EXERCISE:
The response must be a precise copy of the records that follow.

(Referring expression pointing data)
####
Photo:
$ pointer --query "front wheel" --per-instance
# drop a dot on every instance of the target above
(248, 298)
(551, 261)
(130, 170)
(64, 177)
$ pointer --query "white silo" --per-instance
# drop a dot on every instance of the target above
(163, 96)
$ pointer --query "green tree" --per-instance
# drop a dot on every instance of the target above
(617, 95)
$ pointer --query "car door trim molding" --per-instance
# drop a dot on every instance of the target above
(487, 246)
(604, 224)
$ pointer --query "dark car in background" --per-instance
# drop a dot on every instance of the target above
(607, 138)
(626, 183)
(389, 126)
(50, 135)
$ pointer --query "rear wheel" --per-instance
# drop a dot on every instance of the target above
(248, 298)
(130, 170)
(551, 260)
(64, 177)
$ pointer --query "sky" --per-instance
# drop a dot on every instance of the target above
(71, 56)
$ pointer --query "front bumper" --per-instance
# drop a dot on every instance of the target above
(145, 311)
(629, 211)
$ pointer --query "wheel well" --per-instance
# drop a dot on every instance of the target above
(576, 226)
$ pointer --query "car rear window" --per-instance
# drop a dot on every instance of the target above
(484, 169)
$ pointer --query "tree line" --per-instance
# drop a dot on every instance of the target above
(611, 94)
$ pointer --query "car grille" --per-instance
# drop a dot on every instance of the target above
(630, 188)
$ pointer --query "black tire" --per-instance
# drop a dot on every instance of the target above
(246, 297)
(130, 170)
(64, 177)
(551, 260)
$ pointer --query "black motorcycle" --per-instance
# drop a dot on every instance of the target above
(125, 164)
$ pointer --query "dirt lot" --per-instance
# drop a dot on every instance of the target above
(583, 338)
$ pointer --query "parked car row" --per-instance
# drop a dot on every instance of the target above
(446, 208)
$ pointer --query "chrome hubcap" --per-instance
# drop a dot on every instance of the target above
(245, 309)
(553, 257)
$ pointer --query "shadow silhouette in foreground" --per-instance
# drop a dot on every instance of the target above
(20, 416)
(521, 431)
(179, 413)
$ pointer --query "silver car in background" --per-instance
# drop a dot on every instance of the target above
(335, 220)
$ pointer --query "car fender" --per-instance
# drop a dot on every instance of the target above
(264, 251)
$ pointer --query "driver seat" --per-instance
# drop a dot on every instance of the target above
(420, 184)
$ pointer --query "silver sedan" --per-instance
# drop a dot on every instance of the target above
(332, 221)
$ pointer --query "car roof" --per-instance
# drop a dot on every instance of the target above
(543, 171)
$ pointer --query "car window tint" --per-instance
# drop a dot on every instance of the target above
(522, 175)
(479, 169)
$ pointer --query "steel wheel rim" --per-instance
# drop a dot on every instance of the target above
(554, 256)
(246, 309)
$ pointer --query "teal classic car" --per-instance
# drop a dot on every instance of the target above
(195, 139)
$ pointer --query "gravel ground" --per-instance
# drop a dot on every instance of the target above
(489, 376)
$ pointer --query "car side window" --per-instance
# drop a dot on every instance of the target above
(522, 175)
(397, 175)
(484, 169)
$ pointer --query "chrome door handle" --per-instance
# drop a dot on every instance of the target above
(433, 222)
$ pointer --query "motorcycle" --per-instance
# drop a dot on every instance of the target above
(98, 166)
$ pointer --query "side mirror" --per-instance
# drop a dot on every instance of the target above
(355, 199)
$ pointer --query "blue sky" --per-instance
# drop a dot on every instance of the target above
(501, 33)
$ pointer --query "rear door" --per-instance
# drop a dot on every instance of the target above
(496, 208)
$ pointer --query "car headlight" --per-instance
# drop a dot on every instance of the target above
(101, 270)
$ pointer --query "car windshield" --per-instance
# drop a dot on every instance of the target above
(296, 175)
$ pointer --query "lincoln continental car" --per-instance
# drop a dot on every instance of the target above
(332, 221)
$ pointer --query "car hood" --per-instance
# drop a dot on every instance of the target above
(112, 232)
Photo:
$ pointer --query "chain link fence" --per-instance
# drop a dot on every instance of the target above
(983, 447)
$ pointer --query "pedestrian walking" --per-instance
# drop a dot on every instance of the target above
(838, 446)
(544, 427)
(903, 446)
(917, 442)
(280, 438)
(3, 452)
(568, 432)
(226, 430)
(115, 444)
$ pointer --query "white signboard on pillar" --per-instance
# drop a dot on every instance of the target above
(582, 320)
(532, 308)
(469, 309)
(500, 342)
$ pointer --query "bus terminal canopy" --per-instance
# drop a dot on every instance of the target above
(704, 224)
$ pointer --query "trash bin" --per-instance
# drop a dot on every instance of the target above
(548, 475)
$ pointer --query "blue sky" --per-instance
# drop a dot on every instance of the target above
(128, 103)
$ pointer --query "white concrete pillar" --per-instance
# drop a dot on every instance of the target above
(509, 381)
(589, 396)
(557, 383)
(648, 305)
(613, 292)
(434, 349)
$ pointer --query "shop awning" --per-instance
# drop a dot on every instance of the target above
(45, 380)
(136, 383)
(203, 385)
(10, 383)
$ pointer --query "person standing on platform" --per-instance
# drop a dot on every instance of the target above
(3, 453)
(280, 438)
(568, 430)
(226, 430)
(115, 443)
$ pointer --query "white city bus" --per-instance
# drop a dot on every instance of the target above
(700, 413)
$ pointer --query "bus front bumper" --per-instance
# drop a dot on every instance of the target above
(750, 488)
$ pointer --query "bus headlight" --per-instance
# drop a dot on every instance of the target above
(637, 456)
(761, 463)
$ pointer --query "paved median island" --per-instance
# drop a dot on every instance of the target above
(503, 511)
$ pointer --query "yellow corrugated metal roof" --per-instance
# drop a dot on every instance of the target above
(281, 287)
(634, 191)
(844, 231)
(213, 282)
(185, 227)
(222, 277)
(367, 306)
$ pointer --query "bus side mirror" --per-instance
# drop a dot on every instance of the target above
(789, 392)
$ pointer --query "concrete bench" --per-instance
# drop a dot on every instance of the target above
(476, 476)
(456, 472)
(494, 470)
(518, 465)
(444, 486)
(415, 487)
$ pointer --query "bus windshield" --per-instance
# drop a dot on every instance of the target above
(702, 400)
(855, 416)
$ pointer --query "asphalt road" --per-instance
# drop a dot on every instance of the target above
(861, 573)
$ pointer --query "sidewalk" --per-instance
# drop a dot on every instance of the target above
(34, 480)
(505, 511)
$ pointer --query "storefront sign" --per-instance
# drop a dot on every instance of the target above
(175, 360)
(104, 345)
####
SOLUTION TO THIS PROBLEM:
Photo:
$ pointer --query "front wheel" --per-instance
# drop a dot on every instance of the target above
(248, 298)
(551, 261)
(130, 170)
(64, 177)
$ pointer --query "white silo" --per-instance
# drop a dot on every instance of the target above
(163, 96)
$ pointer --query "green tree" --per-instance
# drop a dot on every instance of the target above
(617, 95)
$ pointer --query "car door trim molding" --per-instance
# drop a dot on every instance of the target above
(487, 246)
(604, 224)
$ pointer --query "dark car in background" --per-instance
# drop a dot on every instance of the target above
(607, 138)
(626, 183)
(389, 126)
(50, 135)
$ pointer --query "rear wheel" --per-instance
# drop a dot on every instance of the target above
(248, 298)
(130, 170)
(551, 260)
(64, 177)
$ pointer --query "sky" --per-instance
# drop a dot on every instance of the target above
(71, 56)
$ pointer --query "front bumper" --per-instance
# drop a dot on every instance of the target above
(145, 311)
(629, 211)
$ pointer --query "wheel well" --per-instance
# drop a dot on every instance of the target above
(576, 226)
$ pointer --query "car rear window" --per-instance
# drop a dot on every instance of the target above
(484, 169)
$ pointer --query "tree line" --per-instance
# drop a dot on every instance of the target above
(611, 94)
$ pointer --query "car grille" --per-instance
# drop a dot on every instance of the target above
(630, 188)
$ pointer --query "black tire" --per-instance
# drop a dot on every instance of the target above
(246, 297)
(130, 170)
(64, 177)
(551, 260)
$ pointer --query "black motorcycle" --per-instance
# drop a dot on every instance of the target above
(125, 164)
$ pointer --query "dirt lot" --per-instance
# drop a dot on every instance of the target above
(583, 338)
$ pointer --query "parked car row" --per-instance
# drop a dot on every instance of the target above
(446, 208)
$ pointer --query "chrome hubcap" --per-instance
# drop a dot on every instance of the target above
(245, 309)
(553, 257)
$ pointer --query "shadow silhouette in foreground" --per-instance
# drop a dot on every instance of the target above
(20, 416)
(521, 431)
(179, 413)
$ pointer --query "silver car in background" --per-instance
# drop a dot on every instance of the target above
(335, 220)
$ pointer --query "car fender" --per-instance
# drop a dot on every instance of the target above
(264, 251)
$ pointer --query "driver seat" --per-instance
# drop a dot on every instance of the target above
(420, 184)
$ pointer --query "silver sedan" --per-instance
# drop a dot on every instance of the target above
(332, 221)
$ pointer --query "car roof" --per-instance
# drop a dot on every instance of the target above
(543, 171)
$ pointer --query "car window tint" --per-instance
# drop a dot on every instance of the target above
(522, 175)
(479, 169)
$ pointer --query "steel wheel rim" --per-instance
# drop a dot on every instance of the target above
(554, 256)
(246, 309)
$ pointer --query "teal classic car" --per-instance
# drop a dot on every instance of the target above
(195, 139)
$ pointer --query "gravel ground" --per-instance
# drop a dot on every instance of the target above
(489, 376)
$ pointer --query "car side window" --per-instance
# drop a dot on every instance of the target above
(522, 175)
(397, 175)
(484, 169)
$ pointer --query "chrome door handle" --per-instance
# drop a dot on every instance of the target above
(433, 222)
$ pointer --query "motorcycle" --per-instance
# drop a dot on every instance of the target above
(98, 166)
$ pointer --query "side mirror" --per-instance
# drop a dot on every instance of the target above
(355, 199)
$ pointer --query "blue sky" --per-instance
# drop a dot on every instance of the target above
(501, 33)
$ pointer --query "rear door" --per-instance
# drop a dot on every instance of the target above
(496, 208)
$ pointer --query "car headlight" --per-instance
# drop a dot on every instance of the target above
(101, 270)
$ pointer --query "car windshield" --per-instance
# drop a dot on every instance of the target above
(296, 175)
$ pointer --query "lincoln continental car" --per-instance
# drop a dot on every instance of the target above
(332, 221)
$ pointer --query "car hood" --per-instance
# drop a dot on every instance of the target above
(112, 232)
Photo:
$ pointer --query "chain link fence" --per-instance
# drop a dot on every instance of the target above
(983, 447)
$ pointer --query "pedestrian walking" --per-instance
# drop a dot on every instance of the target above
(838, 446)
(544, 427)
(903, 446)
(917, 442)
(280, 438)
(3, 452)
(568, 432)
(226, 430)
(115, 444)
$ pointer --query "white signboard on pillar" --per-instance
# drop a dot on every instance of the target above
(582, 320)
(532, 308)
(469, 309)
(500, 342)
$ pointer --query "bus terminal canopy" --per-instance
# drop a dot on every instance of the target above
(704, 224)
$ pointer --query "trash bin" --per-instance
# drop a dot on every instance of the target above
(548, 475)
$ pointer --query "blue sky" --per-instance
# drop a dot on every instance of the target above
(128, 103)
$ pointer --query "white concrete pillar" --per-instance
# drop a dot on every instance of the target above
(509, 381)
(589, 396)
(557, 383)
(648, 305)
(613, 292)
(434, 349)
$ pointer --query "shop awning" --per-instance
# drop a dot on every instance of the target above
(45, 380)
(136, 383)
(203, 385)
(10, 383)
$ pointer --query "person standing on platform" --per-instance
# drop a dot on every instance of the target above
(3, 453)
(280, 438)
(568, 430)
(226, 430)
(115, 443)
$ pointer --query "white city bus" --per-instance
# drop a dot on every instance of the target above
(700, 413)
$ pointer --query "bus front bumper" --per-instance
# drop a dot on every instance of the target above
(750, 488)
$ pointer --query "bus headlight" --per-instance
# drop a dot on every instance of the target above
(637, 456)
(761, 463)
$ pointer --query "paved median island" --per-instance
# drop a dot on every instance of the target above
(503, 511)
$ pointer --query "yellow corrugated metal roof" --per-instance
# drop a dot on every instance of the target above
(281, 287)
(634, 191)
(844, 231)
(213, 282)
(185, 227)
(222, 277)
(367, 306)
$ pointer --query "bus side mirror" --per-instance
# drop a dot on every instance of the target above
(789, 392)
$ pointer --query "concrete bench" --per-instance
# drop a dot on every instance of the target above
(476, 476)
(456, 472)
(494, 470)
(518, 465)
(444, 486)
(415, 487)
$ pointer --query "bus windshield" --per-instance
# drop a dot on every instance of the target above
(702, 400)
(855, 416)
$ pointer --query "asphalt road" --per-instance
# drop a dot on every instance of the target above
(861, 573)
$ pointer --query "sidewalk" --per-instance
# drop a dot on every instance of the target above
(34, 480)
(505, 511)
$ pointer --query "storefront sign" --per-instance
# drop a dot on every instance of the target above
(175, 360)
(104, 345)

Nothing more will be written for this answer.